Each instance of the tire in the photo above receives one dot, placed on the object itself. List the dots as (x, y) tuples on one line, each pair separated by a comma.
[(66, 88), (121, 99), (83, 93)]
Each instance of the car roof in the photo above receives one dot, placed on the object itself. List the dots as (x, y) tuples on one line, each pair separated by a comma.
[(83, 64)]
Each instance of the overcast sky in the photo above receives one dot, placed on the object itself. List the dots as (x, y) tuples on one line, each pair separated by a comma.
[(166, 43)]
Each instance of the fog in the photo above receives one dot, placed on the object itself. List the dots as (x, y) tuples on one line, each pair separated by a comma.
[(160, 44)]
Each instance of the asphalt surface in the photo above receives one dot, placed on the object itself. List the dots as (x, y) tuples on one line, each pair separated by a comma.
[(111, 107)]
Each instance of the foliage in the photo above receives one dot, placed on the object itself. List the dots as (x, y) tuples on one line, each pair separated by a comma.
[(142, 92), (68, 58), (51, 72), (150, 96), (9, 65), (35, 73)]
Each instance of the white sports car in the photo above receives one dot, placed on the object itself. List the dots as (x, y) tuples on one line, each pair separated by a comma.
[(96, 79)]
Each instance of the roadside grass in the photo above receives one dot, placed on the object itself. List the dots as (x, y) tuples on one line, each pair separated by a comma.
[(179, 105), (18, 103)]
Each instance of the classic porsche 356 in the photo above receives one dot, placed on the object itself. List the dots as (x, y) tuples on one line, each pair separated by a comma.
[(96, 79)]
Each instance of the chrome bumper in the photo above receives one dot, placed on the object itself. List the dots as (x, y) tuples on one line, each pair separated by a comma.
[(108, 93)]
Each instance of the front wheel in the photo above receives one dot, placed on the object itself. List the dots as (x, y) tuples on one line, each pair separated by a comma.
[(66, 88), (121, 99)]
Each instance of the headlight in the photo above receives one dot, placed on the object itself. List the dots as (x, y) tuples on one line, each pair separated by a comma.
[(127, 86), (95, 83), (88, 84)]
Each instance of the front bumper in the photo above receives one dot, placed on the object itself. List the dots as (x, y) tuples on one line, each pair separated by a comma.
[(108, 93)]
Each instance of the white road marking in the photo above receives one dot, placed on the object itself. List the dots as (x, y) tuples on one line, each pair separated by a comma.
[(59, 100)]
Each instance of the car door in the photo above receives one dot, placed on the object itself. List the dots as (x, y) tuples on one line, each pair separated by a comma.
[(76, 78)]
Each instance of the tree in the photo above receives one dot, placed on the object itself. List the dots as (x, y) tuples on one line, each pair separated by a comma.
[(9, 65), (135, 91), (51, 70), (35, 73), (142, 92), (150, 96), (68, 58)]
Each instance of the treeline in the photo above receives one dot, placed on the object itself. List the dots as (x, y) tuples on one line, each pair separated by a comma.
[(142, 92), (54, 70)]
· · · · ·
§ **OBJECTIVE**:
Rewrite all of the data above as a two-column CSV headed input and output. Each row holds one text and the coordinate list that follows it. Put every field in double quotes and replace any line breaks with spaces.

§ **RESPONSE TO THIS EXERCISE**:
input,output
"Each instance of the tire in the photo above receives one dot, placed on the object itself. List the dots as (x, y) tuples on one line, each pair separated by a comma.","[(66, 88), (121, 99), (83, 93)]"
"Each instance of the car roof in the photo above receives one dot, placed on the object itself. List the dots as (x, y) tuples on one line, each pair separated by a comma.","[(83, 64)]"
"Each instance of the overcast sky in the photo above receives one dot, placed on the object itself. List the dots as (x, y) tuples on one line, each pair separated by a comma.","[(166, 43)]"
"Each instance of the fog in the photo above receives one dot, placed on the object itself. List the dots as (x, y) tuples on one line, each pair separated by a comma.","[(160, 44)]"
"Each instance of the asphalt surface in the photo above receives one dot, placed on the object itself. List the dots as (x, y) tuples on one line, each pair separated by a comma.","[(111, 107)]"
"Each instance of the foliage in the photo above receives one dot, placed on the object itself. List the dots as (x, y) tuples on one line, each pair separated by a comma.","[(142, 92), (68, 58), (51, 72), (150, 96), (9, 65), (35, 73)]"
"Each instance of the white sports car in the photo above receives one dot, placed on the object itself. List the dots as (x, y) tuples on one line, each pair separated by a comma.","[(96, 79)]"
"Each instance of the roadside grass in the photo above receives one dot, placed on the object itself. List the dots as (x, y) tuples on one line, each pair separated by a comma.","[(179, 105), (18, 103)]"
"Each instance of the classic porsche 356 in the photo above receives one dot, placed on the object itself. List the dots as (x, y) tuples on one line, each pair separated by a comma.","[(96, 79)]"
"Each instance of the chrome bumper in the photo above receives one dot, placed on the object itself. List the dots as (x, y) tuples on one line, each pair separated by a comma.","[(108, 93)]"
"Each instance of the front wheel in the photo above receives one dot, placed on the object itself. List the dots as (x, y) tuples on one line, each pair separated by a comma.","[(66, 88), (121, 99)]"
"Each instance of the headlight in the photo above receives one dot, placed on the object itself. List the dots as (x, y) tuples on one line, each pair separated by a comma.","[(127, 86), (95, 83), (88, 84)]"
"Each instance of the front bumper in the photo above receives one dot, placed on the object itself. List the dots as (x, y) tuples on one line, each pair separated by a comma.","[(108, 93)]"
"Each instance of the white road marking in the photo above receives one dot, placed on the object itself. List the dots as (x, y) tuples on one line, each pair separated by a comma.","[(59, 100)]"
"Each instance of the car door in the photo above receives one dot, placed on the object itself. List the dots as (x, y) tuples on one line, each pair separated by a comma.","[(76, 78)]"
"Each instance of the tree in the photo above receives one dot, placed on the object itself. List the dots as (x, y) tuples on one line, each pair separated by a comma.","[(9, 65), (135, 91), (51, 70), (35, 73), (142, 92), (150, 96), (68, 58)]"
"Each instance of the treeline in the photo above receives one dot, placed on the object itself. List the dots as (x, y) tuples on one line, each pair separated by a comma.","[(142, 92), (54, 70)]"